## YOUR GOAL
Exactly and only the lines from the one containing "[locate] the white building" through the close of the entries below are to be set down.

──────

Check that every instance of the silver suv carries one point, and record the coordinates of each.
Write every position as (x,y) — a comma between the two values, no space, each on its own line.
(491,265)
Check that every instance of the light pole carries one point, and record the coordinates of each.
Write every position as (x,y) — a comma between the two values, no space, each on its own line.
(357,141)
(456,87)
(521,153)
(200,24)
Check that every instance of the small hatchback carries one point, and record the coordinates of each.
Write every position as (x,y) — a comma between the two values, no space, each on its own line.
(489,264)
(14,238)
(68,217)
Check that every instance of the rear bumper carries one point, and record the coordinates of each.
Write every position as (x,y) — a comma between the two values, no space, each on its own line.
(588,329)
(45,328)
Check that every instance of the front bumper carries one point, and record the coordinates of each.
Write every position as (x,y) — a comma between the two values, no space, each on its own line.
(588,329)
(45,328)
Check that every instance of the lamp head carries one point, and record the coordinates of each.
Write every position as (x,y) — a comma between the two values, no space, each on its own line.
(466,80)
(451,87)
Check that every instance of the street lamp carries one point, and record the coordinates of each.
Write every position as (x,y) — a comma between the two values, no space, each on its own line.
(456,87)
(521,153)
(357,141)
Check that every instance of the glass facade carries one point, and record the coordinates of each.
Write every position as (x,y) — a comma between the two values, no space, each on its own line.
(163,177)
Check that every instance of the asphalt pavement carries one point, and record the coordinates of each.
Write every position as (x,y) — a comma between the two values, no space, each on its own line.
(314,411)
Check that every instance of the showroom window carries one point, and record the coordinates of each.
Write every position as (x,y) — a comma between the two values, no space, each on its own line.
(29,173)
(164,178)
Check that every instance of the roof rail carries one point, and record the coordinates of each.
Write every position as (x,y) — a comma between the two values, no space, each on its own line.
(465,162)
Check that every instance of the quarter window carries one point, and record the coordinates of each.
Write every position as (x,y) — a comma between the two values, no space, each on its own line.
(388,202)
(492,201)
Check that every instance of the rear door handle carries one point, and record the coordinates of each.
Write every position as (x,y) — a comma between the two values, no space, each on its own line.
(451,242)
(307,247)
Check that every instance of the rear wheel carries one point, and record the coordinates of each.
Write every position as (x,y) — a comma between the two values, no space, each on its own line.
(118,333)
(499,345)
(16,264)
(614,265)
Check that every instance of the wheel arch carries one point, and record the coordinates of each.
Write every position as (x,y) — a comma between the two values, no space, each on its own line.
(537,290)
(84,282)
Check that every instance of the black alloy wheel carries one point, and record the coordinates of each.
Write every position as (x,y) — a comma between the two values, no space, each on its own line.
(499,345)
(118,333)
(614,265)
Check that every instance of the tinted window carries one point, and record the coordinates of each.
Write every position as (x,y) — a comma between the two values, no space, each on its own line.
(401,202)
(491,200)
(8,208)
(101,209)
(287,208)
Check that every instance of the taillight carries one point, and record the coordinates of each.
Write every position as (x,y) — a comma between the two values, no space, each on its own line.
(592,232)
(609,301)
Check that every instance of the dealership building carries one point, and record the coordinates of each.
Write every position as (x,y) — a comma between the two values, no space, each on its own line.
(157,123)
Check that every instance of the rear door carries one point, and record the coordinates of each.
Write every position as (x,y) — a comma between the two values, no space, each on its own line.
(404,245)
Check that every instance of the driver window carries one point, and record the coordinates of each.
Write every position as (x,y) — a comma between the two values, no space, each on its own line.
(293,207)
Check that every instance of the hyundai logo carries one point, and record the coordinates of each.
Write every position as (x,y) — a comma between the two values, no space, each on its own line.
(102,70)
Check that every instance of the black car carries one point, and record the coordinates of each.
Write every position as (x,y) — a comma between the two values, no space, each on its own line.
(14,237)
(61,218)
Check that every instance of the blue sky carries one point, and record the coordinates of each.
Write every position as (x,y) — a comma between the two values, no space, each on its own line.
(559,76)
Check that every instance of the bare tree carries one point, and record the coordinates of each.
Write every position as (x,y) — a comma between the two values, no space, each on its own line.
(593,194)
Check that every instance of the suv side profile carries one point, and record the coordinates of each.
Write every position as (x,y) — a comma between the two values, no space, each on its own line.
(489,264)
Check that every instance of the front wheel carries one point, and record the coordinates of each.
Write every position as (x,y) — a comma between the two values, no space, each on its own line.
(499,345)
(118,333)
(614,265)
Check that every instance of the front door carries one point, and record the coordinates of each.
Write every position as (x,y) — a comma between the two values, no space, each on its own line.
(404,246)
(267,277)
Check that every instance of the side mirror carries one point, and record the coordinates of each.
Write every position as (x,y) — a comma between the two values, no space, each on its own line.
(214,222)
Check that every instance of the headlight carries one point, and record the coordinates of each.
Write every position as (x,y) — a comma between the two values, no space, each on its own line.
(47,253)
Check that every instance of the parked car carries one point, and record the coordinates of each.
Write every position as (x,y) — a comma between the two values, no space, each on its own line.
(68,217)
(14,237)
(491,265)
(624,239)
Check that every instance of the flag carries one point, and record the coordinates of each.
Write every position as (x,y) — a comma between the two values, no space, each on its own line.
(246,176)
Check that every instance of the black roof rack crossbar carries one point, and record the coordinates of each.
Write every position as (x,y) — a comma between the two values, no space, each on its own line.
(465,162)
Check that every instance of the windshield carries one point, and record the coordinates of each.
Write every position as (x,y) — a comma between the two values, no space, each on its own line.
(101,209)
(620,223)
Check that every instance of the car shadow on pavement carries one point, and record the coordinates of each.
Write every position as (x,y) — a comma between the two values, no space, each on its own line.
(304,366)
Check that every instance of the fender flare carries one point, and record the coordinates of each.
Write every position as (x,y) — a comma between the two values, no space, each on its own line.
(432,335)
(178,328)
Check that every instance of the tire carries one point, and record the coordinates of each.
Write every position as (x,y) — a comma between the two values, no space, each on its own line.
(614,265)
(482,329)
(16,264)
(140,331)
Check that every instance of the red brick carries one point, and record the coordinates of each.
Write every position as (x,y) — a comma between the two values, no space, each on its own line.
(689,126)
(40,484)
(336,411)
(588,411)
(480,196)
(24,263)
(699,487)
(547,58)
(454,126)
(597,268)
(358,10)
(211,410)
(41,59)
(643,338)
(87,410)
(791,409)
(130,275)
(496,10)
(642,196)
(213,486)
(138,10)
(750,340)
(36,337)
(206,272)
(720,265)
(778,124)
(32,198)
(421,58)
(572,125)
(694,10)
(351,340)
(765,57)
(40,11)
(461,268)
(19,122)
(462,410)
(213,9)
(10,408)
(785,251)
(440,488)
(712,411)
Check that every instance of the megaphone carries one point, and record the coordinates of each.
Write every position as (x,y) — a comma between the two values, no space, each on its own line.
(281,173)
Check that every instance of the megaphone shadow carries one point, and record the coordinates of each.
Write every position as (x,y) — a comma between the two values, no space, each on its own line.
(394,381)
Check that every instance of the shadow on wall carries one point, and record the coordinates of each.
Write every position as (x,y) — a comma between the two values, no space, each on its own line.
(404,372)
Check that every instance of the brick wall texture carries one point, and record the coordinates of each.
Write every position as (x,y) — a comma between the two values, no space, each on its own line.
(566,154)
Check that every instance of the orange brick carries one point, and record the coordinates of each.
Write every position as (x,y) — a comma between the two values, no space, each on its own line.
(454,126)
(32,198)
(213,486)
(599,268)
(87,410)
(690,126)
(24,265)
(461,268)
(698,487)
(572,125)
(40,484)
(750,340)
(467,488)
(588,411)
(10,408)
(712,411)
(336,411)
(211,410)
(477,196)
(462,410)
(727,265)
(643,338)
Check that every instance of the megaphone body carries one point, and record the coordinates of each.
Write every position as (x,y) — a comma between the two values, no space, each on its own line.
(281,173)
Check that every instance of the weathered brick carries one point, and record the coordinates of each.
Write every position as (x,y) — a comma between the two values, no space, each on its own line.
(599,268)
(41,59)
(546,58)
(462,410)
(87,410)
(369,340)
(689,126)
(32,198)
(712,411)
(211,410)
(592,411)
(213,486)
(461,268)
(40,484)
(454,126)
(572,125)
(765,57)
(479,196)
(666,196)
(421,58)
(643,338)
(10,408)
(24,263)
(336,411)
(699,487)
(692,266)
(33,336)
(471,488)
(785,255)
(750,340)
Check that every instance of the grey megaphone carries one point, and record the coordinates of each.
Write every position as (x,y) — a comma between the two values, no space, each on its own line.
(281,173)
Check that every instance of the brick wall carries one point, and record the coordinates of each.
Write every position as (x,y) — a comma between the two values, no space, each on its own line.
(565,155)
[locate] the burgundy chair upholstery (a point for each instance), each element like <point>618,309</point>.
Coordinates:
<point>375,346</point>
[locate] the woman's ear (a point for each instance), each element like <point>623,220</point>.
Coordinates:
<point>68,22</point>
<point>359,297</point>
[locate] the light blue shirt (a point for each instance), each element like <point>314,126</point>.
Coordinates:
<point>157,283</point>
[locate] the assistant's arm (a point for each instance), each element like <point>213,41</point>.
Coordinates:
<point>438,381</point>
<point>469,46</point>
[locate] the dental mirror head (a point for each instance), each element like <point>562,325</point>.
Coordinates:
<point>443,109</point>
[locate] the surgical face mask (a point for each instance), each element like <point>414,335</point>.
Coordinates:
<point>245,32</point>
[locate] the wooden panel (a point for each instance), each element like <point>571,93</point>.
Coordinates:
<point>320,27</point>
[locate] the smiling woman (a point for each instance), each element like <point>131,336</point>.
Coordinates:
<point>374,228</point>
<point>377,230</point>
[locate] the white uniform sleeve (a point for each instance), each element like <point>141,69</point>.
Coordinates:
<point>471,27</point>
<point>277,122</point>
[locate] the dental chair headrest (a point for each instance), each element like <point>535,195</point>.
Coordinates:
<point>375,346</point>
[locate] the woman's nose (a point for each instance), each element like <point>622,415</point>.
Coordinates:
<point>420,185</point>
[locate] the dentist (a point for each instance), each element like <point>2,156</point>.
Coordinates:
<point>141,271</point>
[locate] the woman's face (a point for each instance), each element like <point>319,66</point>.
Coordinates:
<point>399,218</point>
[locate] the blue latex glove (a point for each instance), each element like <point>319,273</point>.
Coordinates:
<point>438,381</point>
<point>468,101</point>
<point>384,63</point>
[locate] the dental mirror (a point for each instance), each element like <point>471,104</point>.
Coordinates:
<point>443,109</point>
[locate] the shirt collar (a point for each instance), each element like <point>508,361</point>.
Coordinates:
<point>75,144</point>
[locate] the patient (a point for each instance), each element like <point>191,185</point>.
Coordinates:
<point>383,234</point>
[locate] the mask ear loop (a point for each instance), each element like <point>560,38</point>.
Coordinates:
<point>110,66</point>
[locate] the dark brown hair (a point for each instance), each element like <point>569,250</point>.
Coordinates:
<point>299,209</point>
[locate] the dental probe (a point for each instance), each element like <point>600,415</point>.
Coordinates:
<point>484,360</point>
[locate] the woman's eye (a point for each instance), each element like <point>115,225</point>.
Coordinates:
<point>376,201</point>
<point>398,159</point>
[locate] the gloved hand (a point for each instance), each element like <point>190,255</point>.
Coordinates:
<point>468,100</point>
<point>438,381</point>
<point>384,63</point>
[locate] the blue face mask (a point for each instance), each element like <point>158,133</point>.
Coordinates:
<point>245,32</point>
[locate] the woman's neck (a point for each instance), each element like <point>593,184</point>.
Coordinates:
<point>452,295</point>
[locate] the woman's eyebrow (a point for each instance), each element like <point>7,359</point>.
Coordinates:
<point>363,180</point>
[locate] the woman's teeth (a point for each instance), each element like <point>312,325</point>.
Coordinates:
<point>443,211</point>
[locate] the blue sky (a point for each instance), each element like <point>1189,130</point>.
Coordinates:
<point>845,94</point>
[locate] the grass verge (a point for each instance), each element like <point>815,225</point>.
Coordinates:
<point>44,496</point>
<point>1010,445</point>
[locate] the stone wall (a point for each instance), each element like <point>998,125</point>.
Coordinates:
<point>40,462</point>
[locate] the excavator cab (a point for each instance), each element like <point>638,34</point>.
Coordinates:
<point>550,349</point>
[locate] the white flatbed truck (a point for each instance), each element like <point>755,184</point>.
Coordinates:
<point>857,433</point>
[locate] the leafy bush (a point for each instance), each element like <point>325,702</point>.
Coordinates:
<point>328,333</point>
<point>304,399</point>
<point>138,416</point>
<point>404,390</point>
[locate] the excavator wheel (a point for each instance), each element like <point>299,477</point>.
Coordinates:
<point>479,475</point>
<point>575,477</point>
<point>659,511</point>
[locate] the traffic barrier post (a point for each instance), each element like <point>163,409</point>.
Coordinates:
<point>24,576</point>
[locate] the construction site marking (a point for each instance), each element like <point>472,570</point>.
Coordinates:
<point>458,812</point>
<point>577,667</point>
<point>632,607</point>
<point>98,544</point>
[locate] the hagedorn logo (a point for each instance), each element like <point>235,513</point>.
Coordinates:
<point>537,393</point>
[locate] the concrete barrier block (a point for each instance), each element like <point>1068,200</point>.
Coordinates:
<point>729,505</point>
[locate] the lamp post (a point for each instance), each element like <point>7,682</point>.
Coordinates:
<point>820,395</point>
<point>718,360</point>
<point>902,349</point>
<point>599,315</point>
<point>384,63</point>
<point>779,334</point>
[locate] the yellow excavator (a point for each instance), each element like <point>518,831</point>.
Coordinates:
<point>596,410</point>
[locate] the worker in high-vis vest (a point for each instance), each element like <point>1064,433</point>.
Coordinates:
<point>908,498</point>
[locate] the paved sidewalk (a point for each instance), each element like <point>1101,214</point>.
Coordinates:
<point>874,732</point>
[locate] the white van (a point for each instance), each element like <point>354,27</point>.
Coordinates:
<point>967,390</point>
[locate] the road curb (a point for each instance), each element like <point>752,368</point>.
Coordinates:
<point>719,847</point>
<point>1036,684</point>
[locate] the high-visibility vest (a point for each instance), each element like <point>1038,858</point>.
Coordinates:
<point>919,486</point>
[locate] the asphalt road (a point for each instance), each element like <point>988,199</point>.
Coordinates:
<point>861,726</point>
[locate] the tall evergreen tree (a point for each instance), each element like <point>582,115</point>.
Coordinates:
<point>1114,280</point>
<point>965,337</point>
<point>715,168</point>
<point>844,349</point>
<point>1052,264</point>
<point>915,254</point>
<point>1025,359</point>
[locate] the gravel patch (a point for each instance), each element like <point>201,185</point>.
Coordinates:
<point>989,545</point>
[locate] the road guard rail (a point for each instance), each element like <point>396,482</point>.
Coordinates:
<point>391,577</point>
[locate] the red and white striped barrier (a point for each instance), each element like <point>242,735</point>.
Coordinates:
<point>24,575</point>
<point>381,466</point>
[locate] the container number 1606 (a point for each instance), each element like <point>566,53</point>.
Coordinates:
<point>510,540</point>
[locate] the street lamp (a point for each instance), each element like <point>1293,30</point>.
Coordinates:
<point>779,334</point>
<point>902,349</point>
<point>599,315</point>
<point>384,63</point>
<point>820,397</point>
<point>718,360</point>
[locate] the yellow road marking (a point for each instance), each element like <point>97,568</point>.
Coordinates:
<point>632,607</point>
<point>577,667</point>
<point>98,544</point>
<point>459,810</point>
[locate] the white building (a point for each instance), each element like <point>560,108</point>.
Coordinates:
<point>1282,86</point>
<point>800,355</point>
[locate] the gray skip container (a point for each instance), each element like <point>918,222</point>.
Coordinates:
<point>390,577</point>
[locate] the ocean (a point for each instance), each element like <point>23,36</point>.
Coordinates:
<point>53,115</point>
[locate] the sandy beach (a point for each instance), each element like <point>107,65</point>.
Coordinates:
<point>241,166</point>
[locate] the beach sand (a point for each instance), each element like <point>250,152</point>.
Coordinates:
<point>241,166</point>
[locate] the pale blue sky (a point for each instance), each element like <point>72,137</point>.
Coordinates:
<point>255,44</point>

──────

## TASK OUTPUT
[locate] the white building (a point for each instance), each element like <point>560,108</point>.
Coordinates:
<point>1282,86</point>
<point>800,355</point>
[locate] the gray skip container (a point for each instance), each element like <point>918,222</point>.
Coordinates:
<point>390,577</point>
[locate] the ocean (a point for each instance), each element like <point>23,36</point>.
Coordinates:
<point>53,115</point>
[locate] the sandy beach (a point for each instance), each element like <point>107,65</point>.
Coordinates:
<point>241,166</point>
[locate] the beach sand (a point for each instance), each element like <point>250,152</point>.
Coordinates:
<point>241,166</point>
[locate] the pale blue sky (a point for each instance), each element like <point>72,137</point>.
Coordinates:
<point>255,44</point>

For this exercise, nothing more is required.